**GIVEN TEXT**
_ _ _ _ _ _ _

Industry Benchmark Performance
An uninspiring month shows mostly losses and a few marginal gains in both equity and futures programs for the Industry. Given that the major equity index markets are up 10% to 20%, it’s a disappointing performance. The problem is that capturing the trend isn’t as easy as looking at a chart after-the-fact. We expect the 4th quarter to be better, as we show in our Close-Up below.
Blogs and Recent Publications
Find this at the end of this report. We post new interviews and reference new articles each month.
September Performance in Brief
Small changes in our programs and in the major equity index markets hides the volatility during the month. The summer months are generally weak for equities but the end-of-year usually sees a good recovery. That will be the subject for our Close-Up report this month. Meanwhile, our benchmark portfolios, the daily and weekly 10-stock programs, are up by 22% and 17% for the year, well ahead of the S&P and small caps and slightly behind the much more volatile NASDAQ returns.
Major Equity ETFs. Small gains and losses in the major equity index markets doesn’t change the steady upwards trend. Even the Fed’s announcement of higher rates and more increases to come only had a 1-day effect. The on-going trade issues, still unresolved with China and Canada, seems to have settled into the market. There are some forecasts that holiday shopping might be affected by tariffs, but we won’t know that for a while. So far, the market has brushed off all negative news.
CLOSE-UP: 4th Quarter Expectations
As we just said in the overview of the major equity markets, investors seem to have brushed off all negative news and continue to push prices higher. Companies are still benefiting from the new tax law and there is more news about higher wages for minimum wage employees. With a tighter labor market, companies are actually improving benefits to attract qualified help. We keep waiting for these changes, plus China tariffs, to show up in the inflation numbers, but no one seems to care yet.
What can we expect for the 4th quarter? First, we are going to make the assumption that we’re still in a bull market. That’s not hard to do by looking at the previous chart of the index markets. We also believe that there may be some inflation pressure, but that higher employment and better wages should make this a good holiday shopping season – even with somewhat higher prices for Chinese imports (which is almost everything at the big discount stores). Given those assumptions, we’ll look at the S&P returns from 1993 through 2008, and from 2009 through September 2018. We think that the period starting just after the financial crisis of 2008 will be a better indication of the 4th quarter, but it’s good to see what happened in the past so you have a Plan B.
One of the simplest and best measures of seasonality is the frequency of months when the average price was higher than the previous month. Of course, there will be the usual upward bias but that’s OK because it still means profits. Figure 2 shows the erratic pattern of higher months from 2009. In fact, all months show 50% and higher, indicating that, on average, the stock market is likely to be higher any time during the year; however, the second half of the year is clearly stronger, and November and December have been higher 89% of the time from 2009.

_ _ _ _ _ _ _

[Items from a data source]

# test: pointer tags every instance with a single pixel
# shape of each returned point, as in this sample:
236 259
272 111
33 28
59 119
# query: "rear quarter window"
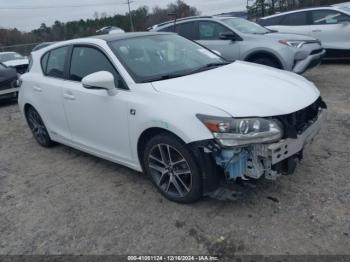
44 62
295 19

_ _ _ _ _ _ _

**JOBS**
A - Write out every percentage figure that appears in the equity performance report.
B - Resume the equity market performance report from the point where it stops.

**RESPONSES IN ORDER**
A - 10%, 20%, 22%, 17%, 50%, 89%

B -
That would tell us that the 4th quarter is most likely to be higher, but by how much and with what risk? The “how much” part can be seen in Figure 3, comparing monthly average returns from 1993 though 2008 with more recent returns from 2009. We can see the pattern of a bull market in the returns from 2009. Except for a tiny average loss in June, every month was profitable, with January up 2.6% and November-December showing the next best returns. Over the longer period, the summer months extending into October, showed losses. November through January look very promising.
Lastly, we look at the risk, shown in Figure 4. We calculated volatility as the monthly price range divided by the average price for that year. It’s not perfect, but it prevents more recent years at higher prices from overwhelming the results. Results for October are most interesting. Figure 3 shows an average 1% loss, but volatility shows a price swing of 7.5% (including 2008) and 6.5% since then, still quite big. However, November through January shows volatility declining sharply while returns increase.
We can conclude that October is best left alone, but entering at the end of October and holding through January seems to be the sweet spot for equity performance.
CAVIAT EMPTOR. Markets can change without notice. If November turns negative or disappointing, the rest of the analysis is no longer valid. November must be higher for everything else to follow.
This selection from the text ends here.